> AIM
Reproduce word for word the passage of the Access ranking article that runs from "Today's Headlines" down to "easier to read.".

> EXCERPT PROVIDED
—————
Search The Web

Today's Headlines

Thursday, November 26, 2009

Microsoft Access Tips & Tricks: Rank Every Row

In previous lessons in this series, we have talked about the calculation of statistical measurements pertaining to a field in a table. We have covered the median, the mode, and the geometric and harmonic means of a field. In this lesson, we will deal with a different kind of problem that does not involve producing a single number as the answer, but rather involves modifying every row of output from a query.

Sometimes, in a query, you want every row to have a row number (or rank) associated with it. You may need this simply to figure out what the rank of a particular row is based on certain sorting conditions. Some reports also have a need for such ranking because they use the rank to color alternate rows in the report dark and light so that the report becomes easier to read.

Notice that even if your table has an autonumber field (and this autonumber field is not set to random), you can not be guaranteed that this autonumber field can serve as a good substitute for a rank. First of all, the autonumber field denotes the order in which the rows were entered into the table. This may not be the same order in which the query pulls the data out, depending on the ORDER BY clause used in the query. Thus, the values in the autonumber field could be all over the place instead of increasing steadily in the query results.

Moreover, autonumber fields can have gaps (when rows are deleted from the middle of a table, Access never fills those gaps with new data). So, your data will also have gaps in the rank, which may be undesirable. More importantly, depending on the subset of rows pulled out of the table, there is no guarantee that the ranks will start with 1 and go to the number of rows in the query results. Thus, figuring out how to generate ranks on the fly inside SQL can come in very handy even if the table has a field that could be used as a rank under some limited conditions.
—————
(Data records)

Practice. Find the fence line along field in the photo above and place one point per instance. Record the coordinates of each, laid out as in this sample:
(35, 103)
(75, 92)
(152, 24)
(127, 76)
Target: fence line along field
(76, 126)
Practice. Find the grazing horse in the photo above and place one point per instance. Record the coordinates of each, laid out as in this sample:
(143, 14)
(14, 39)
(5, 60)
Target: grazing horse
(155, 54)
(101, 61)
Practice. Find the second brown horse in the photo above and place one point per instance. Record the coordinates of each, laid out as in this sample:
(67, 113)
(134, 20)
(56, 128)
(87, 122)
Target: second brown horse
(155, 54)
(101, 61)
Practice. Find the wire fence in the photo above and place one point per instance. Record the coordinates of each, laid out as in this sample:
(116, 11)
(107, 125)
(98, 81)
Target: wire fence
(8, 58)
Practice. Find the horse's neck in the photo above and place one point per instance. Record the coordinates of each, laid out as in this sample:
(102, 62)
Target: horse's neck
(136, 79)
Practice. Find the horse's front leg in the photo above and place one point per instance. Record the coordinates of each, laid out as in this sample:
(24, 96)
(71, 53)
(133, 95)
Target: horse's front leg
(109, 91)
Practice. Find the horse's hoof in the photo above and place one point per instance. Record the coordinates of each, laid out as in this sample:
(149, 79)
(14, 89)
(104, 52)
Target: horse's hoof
—————
> RESPONSE BELOW
Today's Headlines

Thursday, November 26, 2009

Microsoft Access Tips & Tricks: Rank Every Row

In previous lessons in this series, we have talked about the calculation of statistical measurements pertaining to a field in a table. We have covered the median, the mode, and the geometric and harmonic means of a field. In this lesson, we will deal with a different kind of problem that does not involve producing a single number as the answer, but rather involves modifying every row of output from a query.

Sometimes, in a query, you want every row to have a row number (or rank) associated with it. You may need this simply to figure out what the rank of a particular row is based on certain sorting conditions. Some reports also have a need for such ranking because they use the rank to color alternate rows in the report dark and light so that the report becomes easier to read.